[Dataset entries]
┄┄┄┄┄┄┄┄┄┄

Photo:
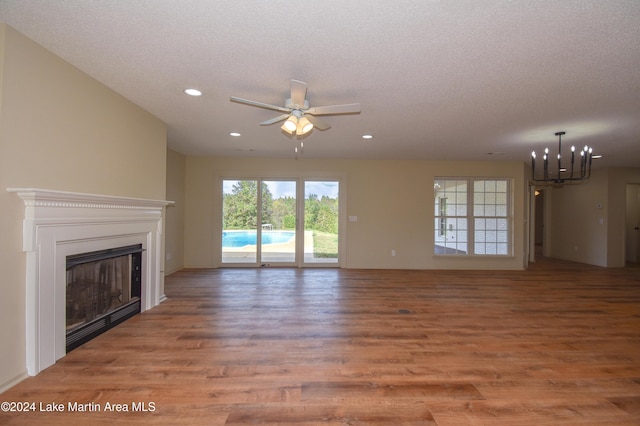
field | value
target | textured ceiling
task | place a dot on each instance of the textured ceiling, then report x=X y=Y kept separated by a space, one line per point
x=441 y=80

┄┄┄┄┄┄┄┄┄┄

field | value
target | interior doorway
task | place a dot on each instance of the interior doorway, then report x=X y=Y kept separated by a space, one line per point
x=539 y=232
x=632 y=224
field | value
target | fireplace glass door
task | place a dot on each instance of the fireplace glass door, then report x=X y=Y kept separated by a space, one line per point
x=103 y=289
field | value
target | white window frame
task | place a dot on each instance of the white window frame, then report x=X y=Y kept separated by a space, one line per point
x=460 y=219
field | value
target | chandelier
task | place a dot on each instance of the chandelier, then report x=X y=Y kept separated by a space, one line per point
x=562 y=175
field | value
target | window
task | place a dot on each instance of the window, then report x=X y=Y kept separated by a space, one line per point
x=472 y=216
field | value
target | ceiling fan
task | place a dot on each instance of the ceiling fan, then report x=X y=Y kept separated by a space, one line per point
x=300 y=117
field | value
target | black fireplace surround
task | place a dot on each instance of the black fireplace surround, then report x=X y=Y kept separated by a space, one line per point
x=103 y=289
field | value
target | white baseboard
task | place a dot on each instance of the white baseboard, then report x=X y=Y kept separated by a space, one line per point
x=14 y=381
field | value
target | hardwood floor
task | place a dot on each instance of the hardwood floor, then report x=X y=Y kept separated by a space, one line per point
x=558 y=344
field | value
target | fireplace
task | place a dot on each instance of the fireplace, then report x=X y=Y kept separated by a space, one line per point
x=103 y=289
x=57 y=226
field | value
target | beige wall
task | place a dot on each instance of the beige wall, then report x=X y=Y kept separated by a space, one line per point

┄┄┄┄┄┄┄┄┄┄

Reproduce exactly the section above that begins at the line containing "white baseboard, then" and ends at the line containing "task | place a dot on each instance of the beige", leaving out all other lines.

* **Response to the exercise**
task | place a dot on each instance of the white baseboard, then report x=X y=Y kept separated by a space, one line per point
x=14 y=381
field | value
target | hardwood floor
task | place a dot on each instance of the hardwood floor, then report x=X y=Y kept separated by a space, one line per point
x=558 y=344
field | value
target | fireplace
task | place a dot on each instance of the fireplace, then report x=X y=Y kept separated by a space, one line per point
x=103 y=289
x=57 y=226
field | value
target | beige wall
task | place a dot on each instance of the beige wall, then report x=X y=Y kept separated by a space, one line per point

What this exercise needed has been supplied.